[Start of section]

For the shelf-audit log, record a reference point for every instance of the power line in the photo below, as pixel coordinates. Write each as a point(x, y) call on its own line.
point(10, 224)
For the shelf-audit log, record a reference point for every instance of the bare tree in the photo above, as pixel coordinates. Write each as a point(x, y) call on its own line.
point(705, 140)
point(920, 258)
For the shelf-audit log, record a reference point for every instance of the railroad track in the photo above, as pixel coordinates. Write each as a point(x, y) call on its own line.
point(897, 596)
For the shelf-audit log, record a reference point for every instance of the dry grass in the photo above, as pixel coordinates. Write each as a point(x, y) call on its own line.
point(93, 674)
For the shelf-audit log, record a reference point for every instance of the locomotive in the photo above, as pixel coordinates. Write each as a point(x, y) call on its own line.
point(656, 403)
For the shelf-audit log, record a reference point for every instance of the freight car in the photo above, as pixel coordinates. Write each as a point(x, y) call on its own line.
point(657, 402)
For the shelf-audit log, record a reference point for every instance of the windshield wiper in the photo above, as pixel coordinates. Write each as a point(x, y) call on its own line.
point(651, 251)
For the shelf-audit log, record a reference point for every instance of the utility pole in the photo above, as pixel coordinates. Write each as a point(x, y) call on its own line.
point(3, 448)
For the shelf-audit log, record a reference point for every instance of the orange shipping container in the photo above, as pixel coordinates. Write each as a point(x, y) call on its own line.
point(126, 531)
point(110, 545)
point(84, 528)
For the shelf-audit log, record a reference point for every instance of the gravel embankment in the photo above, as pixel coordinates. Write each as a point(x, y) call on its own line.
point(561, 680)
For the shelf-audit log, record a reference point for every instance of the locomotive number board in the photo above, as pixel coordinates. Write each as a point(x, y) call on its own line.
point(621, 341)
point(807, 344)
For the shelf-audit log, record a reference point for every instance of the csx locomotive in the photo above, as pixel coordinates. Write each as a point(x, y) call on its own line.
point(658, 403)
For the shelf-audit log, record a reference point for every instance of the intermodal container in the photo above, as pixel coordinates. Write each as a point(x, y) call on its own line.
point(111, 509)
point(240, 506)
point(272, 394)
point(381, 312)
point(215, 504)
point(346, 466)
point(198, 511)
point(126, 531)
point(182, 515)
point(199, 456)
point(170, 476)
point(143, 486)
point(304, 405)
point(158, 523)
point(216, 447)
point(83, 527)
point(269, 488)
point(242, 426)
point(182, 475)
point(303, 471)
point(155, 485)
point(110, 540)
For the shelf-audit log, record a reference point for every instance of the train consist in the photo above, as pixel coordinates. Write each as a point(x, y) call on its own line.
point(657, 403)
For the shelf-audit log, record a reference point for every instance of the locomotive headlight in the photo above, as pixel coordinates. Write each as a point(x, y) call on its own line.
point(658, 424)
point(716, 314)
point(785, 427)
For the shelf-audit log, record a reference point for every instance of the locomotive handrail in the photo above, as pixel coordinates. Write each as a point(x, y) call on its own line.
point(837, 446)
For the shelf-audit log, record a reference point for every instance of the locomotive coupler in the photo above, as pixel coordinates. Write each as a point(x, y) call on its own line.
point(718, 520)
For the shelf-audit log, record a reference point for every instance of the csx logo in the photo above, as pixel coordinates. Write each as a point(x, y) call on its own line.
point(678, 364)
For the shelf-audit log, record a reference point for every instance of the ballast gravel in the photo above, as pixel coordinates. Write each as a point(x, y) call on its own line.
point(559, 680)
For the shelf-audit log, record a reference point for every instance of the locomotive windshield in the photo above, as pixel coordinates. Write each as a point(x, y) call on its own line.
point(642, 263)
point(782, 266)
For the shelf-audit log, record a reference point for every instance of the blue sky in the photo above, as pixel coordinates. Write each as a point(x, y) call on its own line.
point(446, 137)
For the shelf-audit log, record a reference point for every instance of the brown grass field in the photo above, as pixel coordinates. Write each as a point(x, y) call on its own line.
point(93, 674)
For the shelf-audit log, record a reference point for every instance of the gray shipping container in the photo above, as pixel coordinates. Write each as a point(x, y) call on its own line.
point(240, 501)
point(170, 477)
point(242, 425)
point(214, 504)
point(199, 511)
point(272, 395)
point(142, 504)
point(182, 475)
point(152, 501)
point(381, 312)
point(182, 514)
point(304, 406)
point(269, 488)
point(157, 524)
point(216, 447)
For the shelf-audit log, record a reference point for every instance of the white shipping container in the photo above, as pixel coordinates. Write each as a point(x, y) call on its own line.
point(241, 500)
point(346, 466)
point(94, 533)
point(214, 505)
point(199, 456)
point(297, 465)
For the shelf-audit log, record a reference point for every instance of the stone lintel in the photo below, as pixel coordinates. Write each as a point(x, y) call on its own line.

[End of section]

Requirement: Repeat the data. Keep every word the same.

Exercise answer:
For the shelf-audit log, record a reference point for every instance of the power line in the photo below, as pixel coordinates. Write each as a point(x, y) call on its own line.
point(10, 224)
For the shelf-audit log, record a reference point for every instance of the bare tree in the photo above, as pixel coordinates. Write each as a point(x, y) call on its own line.
point(705, 140)
point(920, 258)
For the shelf-audit log, record a reference point for every instance of the railroad track in the photo above, as pixel coordinates. Write each as a point(x, y) call on its own line.
point(897, 596)
For the shelf-audit log, record a reference point for every instance of the dry grass in the photo above, as pixel coordinates. Write each as a point(x, y) call on its own line.
point(93, 674)
For the shelf-audit log, record a reference point for every instance of the locomotive in the photo above, as pixel coordinates. Write each as a point(x, y) call on its own line.
point(656, 403)
For the shelf-audit log, record a reference point for every instance of the freight car in the photo above, as pixel coordinates. Write each as a point(x, y) call on its own line.
point(657, 402)
For the shelf-audit log, record a reference point for every instance of the windshield wiper in the photo above, as pixel coordinates. Write each as a point(x, y) call on its own line.
point(651, 251)
For the shelf-audit log, record a reference point for every instance of the utility pole in the photo above, as pixel coordinates. Write each as a point(x, y) call on its own line.
point(3, 448)
For the shelf-audit log, record a reference point for every instance of the orange shipping container in the photo above, as pixel coordinates. Write each as a point(x, y) call on its own line.
point(126, 531)
point(110, 545)
point(84, 528)
For the shelf-audit log, record a reference point for every instance of the gravel embankment in the photo above, as pixel coordinates. Write each as a point(x, y) call on its own line.
point(561, 680)
For the shelf-audit log, record a reference point for every instance of the locomotive number board in the photo above, as pixel coordinates. Write each as a point(x, y) call on its own line.
point(621, 341)
point(807, 344)
For the shelf-audit log, record a reference point for every instance of the csx locomotive in the photo above, as pixel coordinates. Write each as a point(x, y) call on its own line.
point(658, 403)
For the shelf-audit log, record a reference point for every instance of the intermodal container in the photo above, as pixel coordinates. Write each as a point(x, y) call on its own line.
point(111, 509)
point(240, 506)
point(272, 394)
point(381, 312)
point(215, 504)
point(346, 466)
point(198, 511)
point(126, 531)
point(182, 515)
point(199, 456)
point(170, 476)
point(143, 486)
point(304, 405)
point(158, 523)
point(216, 447)
point(83, 527)
point(269, 488)
point(242, 426)
point(182, 475)
point(303, 471)
point(155, 485)
point(110, 540)
For the shelf-audit log, record a reference point for every instance of the train consist in the photo above, as pixel coordinates. Write each as a point(x, y) call on its own line.
point(657, 403)
For the shelf-audit log, record a reference point for every instance of the locomotive headlight in the photo above, as pixel coordinates. Write each as a point(x, y) call on its own line.
point(658, 424)
point(716, 314)
point(785, 427)
For the shelf-audit log, record a reference point for every instance of the locomotive handrail in the photo above, as pixel coordinates. Write each as a point(x, y) call on its own line.
point(837, 446)
For the shelf-audit log, record a reference point for every instance of the locomotive coupler in the photo above, as pixel coordinates. Write each as a point(x, y) call on its own line.
point(718, 520)
For the shelf-audit log, record a reference point for every instance of the csx logo in the photo above, as pixel coordinates. Write each as a point(x, y) call on its own line.
point(678, 364)
For the shelf-audit log, record a reference point for every instance of the ballast gravel in the photo above, as pixel coordinates. Write each as a point(x, y) call on its own line.
point(559, 680)
For the shelf-audit log, record a reference point for every instance of the locomotive windshield in the photo above, as pixel coordinates. Write each as a point(x, y) call on its own line.
point(642, 263)
point(782, 266)
For the shelf-audit log, record a reference point for every instance of the blue sky in the photo above, as pixel coordinates. Write each as a point(x, y) call on its own line.
point(446, 137)
For the shelf-audit log, record a reference point for every instance of the brown grass field in the photo above, as pixel coordinates. Write each as a point(x, y) call on its own line.
point(93, 674)
For the shelf-audit log, record a reference point for every instance of the gray shipping container in the photo above, as pixel coordinates. Write each as a point(x, y) call on its own line.
point(240, 501)
point(170, 477)
point(242, 425)
point(214, 504)
point(199, 511)
point(272, 395)
point(142, 504)
point(182, 475)
point(152, 501)
point(381, 312)
point(182, 514)
point(304, 406)
point(269, 488)
point(157, 524)
point(216, 447)
For the shelf-audit log, record a reference point for every instance of the white shipping container in the photo above, as pixel coordinates. Write each as a point(x, y) call on its own line.
point(241, 500)
point(346, 466)
point(94, 533)
point(214, 505)
point(199, 456)
point(297, 465)
For the shelf-audit log, record a reference point for every instance of the stone lintel in the photo below, as pixel coordinates. Write each as a point(x, y) call on its own line.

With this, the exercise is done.